**Exercise goal**
Copy every row below word for word, leaving the pictures out of your answer.

#### The input ####

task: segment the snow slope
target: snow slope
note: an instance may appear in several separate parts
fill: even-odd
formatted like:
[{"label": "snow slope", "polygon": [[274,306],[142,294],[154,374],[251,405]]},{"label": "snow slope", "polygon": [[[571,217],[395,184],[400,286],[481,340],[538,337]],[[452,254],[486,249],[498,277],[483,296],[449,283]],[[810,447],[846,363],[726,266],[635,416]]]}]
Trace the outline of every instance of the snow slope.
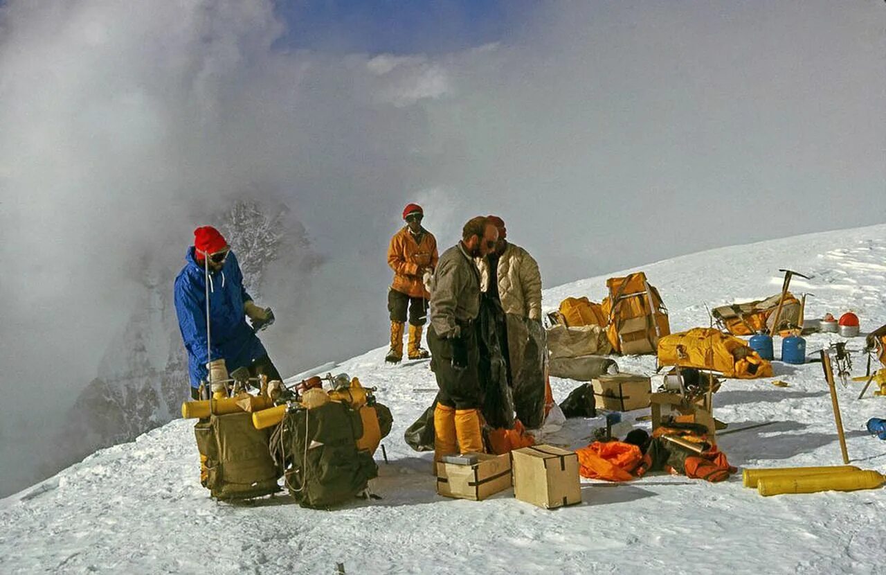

####

**Answer to the exercise**
task: segment the snow slope
target: snow slope
note: an instance may appear in several separate parts
fill: even-odd
formatted like:
[{"label": "snow slope", "polygon": [[274,306],[142,294],[154,374],[251,405]]},{"label": "snow slope", "polygon": [[[571,217],[395,184],[400,286],[481,340],[538,337]],[[452,254],[486,249],[498,277],[483,296],[449,283]],[[810,447],[846,363],[726,266],[635,416]]]}]
Trace the outline of every instance of the snow slope.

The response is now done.